- _PROBLEM_
Quote verbatim the span of lines that begins the listing below and closes with the line containing "Locate a point on each instance of the front".

- _SOURCE DATA_
***

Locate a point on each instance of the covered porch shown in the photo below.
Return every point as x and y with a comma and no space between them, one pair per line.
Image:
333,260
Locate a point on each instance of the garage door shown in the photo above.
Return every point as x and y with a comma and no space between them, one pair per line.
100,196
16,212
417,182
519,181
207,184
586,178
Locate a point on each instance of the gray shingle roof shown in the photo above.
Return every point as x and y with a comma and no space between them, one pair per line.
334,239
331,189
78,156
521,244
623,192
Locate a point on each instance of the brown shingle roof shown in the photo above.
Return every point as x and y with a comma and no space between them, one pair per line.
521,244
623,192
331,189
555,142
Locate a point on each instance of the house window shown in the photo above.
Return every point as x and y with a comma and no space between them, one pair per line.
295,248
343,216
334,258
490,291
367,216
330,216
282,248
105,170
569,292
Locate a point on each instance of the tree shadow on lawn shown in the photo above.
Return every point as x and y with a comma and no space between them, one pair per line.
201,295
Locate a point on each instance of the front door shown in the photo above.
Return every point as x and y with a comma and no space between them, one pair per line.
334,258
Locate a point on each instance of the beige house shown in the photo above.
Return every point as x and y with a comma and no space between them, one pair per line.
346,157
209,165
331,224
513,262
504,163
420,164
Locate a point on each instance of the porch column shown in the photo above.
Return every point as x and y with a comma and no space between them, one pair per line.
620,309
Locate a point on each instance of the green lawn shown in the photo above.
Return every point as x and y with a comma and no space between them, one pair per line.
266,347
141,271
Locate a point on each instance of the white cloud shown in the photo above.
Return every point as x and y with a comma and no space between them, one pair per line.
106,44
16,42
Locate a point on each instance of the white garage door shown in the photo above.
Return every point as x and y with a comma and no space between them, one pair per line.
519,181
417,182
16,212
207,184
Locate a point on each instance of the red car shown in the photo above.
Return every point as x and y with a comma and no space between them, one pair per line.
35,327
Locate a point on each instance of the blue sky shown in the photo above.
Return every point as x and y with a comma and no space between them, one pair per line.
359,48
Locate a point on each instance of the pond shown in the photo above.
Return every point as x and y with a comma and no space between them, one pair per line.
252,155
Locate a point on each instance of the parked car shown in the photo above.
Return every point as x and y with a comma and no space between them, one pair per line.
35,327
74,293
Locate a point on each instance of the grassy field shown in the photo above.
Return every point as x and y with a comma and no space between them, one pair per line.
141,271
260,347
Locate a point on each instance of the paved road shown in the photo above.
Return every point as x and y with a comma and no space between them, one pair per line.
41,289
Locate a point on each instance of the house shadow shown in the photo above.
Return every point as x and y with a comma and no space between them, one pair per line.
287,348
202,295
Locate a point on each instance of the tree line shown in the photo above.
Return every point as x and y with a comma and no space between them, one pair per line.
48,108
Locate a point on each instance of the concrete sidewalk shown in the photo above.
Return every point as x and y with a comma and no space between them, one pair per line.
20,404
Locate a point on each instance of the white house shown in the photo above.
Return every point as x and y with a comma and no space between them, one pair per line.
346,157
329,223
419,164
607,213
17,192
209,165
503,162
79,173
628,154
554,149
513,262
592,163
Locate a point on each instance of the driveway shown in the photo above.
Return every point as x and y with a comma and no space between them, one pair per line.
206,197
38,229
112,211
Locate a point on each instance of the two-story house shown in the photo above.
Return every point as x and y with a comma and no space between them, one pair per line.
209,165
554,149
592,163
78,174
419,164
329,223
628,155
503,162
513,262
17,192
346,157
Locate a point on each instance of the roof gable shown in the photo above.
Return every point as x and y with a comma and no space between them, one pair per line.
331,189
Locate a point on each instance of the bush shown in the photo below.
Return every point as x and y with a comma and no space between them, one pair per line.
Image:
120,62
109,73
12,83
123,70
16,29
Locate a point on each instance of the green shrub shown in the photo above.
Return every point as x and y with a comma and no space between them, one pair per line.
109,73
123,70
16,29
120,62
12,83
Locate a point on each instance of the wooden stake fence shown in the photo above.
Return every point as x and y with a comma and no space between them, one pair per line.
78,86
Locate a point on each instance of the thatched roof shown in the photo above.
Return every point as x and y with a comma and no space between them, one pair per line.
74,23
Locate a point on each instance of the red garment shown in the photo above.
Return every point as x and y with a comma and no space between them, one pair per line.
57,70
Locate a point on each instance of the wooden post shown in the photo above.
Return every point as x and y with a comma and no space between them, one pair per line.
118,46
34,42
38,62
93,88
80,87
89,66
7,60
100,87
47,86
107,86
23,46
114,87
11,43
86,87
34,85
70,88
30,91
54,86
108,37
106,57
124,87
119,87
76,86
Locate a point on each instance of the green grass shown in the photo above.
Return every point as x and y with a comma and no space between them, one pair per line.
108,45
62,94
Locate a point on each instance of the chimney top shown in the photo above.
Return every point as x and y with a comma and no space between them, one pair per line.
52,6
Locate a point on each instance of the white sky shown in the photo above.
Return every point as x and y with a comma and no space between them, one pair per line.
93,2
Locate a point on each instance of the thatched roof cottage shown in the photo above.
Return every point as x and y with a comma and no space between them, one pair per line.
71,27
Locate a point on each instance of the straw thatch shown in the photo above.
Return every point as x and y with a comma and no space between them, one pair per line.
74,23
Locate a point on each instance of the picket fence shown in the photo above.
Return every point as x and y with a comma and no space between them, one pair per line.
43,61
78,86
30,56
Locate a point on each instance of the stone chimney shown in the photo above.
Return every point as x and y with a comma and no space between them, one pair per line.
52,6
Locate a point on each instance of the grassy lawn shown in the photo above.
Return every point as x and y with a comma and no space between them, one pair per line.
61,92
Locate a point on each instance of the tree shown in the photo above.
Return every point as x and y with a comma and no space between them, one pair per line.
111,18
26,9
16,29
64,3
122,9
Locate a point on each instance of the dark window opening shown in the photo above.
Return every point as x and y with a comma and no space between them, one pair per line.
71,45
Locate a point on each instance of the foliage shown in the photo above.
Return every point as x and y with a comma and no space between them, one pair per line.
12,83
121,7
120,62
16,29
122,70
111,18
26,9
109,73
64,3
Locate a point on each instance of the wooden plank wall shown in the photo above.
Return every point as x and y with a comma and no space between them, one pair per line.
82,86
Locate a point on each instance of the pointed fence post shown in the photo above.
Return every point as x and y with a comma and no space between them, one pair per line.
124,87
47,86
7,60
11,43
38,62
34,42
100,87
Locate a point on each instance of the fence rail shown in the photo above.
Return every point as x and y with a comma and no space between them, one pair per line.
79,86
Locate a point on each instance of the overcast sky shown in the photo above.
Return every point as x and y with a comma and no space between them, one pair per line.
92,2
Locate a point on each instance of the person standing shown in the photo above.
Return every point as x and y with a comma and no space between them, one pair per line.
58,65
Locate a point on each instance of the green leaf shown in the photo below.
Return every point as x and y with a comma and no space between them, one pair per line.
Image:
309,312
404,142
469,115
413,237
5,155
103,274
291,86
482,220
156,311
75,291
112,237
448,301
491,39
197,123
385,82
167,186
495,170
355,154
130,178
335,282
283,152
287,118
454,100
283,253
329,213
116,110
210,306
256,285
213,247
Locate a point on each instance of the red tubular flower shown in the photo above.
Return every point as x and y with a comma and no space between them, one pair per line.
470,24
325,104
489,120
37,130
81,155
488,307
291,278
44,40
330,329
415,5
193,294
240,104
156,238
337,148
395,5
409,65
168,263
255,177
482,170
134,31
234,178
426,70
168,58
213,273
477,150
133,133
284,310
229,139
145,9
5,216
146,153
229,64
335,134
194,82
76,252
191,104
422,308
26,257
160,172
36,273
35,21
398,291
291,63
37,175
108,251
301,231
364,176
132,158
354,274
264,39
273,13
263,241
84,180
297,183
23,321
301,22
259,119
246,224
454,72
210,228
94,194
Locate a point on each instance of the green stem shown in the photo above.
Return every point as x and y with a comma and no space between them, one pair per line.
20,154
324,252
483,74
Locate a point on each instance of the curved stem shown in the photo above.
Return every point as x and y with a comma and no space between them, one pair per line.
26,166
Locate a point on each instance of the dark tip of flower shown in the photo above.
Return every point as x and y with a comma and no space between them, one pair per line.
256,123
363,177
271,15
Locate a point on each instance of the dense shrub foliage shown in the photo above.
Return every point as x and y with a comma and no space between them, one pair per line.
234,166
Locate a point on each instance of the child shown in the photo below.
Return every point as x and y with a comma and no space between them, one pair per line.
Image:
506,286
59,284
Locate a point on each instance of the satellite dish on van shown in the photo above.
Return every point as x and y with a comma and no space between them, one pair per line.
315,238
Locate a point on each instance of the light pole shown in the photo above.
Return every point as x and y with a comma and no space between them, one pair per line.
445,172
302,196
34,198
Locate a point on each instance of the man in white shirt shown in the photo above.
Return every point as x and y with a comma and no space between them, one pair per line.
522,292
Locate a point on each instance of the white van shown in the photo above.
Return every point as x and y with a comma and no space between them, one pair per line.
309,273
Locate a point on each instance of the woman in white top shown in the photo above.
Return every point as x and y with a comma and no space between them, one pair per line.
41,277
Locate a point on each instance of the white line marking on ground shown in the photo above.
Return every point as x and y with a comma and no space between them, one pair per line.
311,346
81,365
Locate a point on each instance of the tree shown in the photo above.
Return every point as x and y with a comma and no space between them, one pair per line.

***

- _TASK ANSWER_
Locate a point on each instance of the covered porch shown in the photo below.
Return every point as x and y with a comma and no space between them, one pair per line.
Image:
333,260
Locate a point on each instance of the garage door shown in the photo above.
Return every point as x and y with a comma and no space between them, one pair per line.
100,196
16,212
417,182
519,181
207,184
586,178
Locate a point on each instance of the gray shingle roof shown in the photo above.
Return every point as x and y with a comma and no space between them, one pair per line.
334,239
331,189
78,156
521,244
623,192
Locate a point on each instance of the brown shingle roof shown in the photo above.
Return every point as x and y with a comma and no space between them, one pair per line.
521,244
623,192
331,189
555,142
Locate a point on each instance of the house window shown in the photo above.
Return every point as x and y with a comma and no space between them, one pair per line.
295,248
343,216
334,258
490,291
367,216
330,216
282,248
105,170
569,292
Locate a point on each instance of the tree shadow on lawn shown in the photo above.
Return every point as x and y with a comma and no space between them, one pair per line.
201,295
Locate a point on each instance of the front door shown in the photo above.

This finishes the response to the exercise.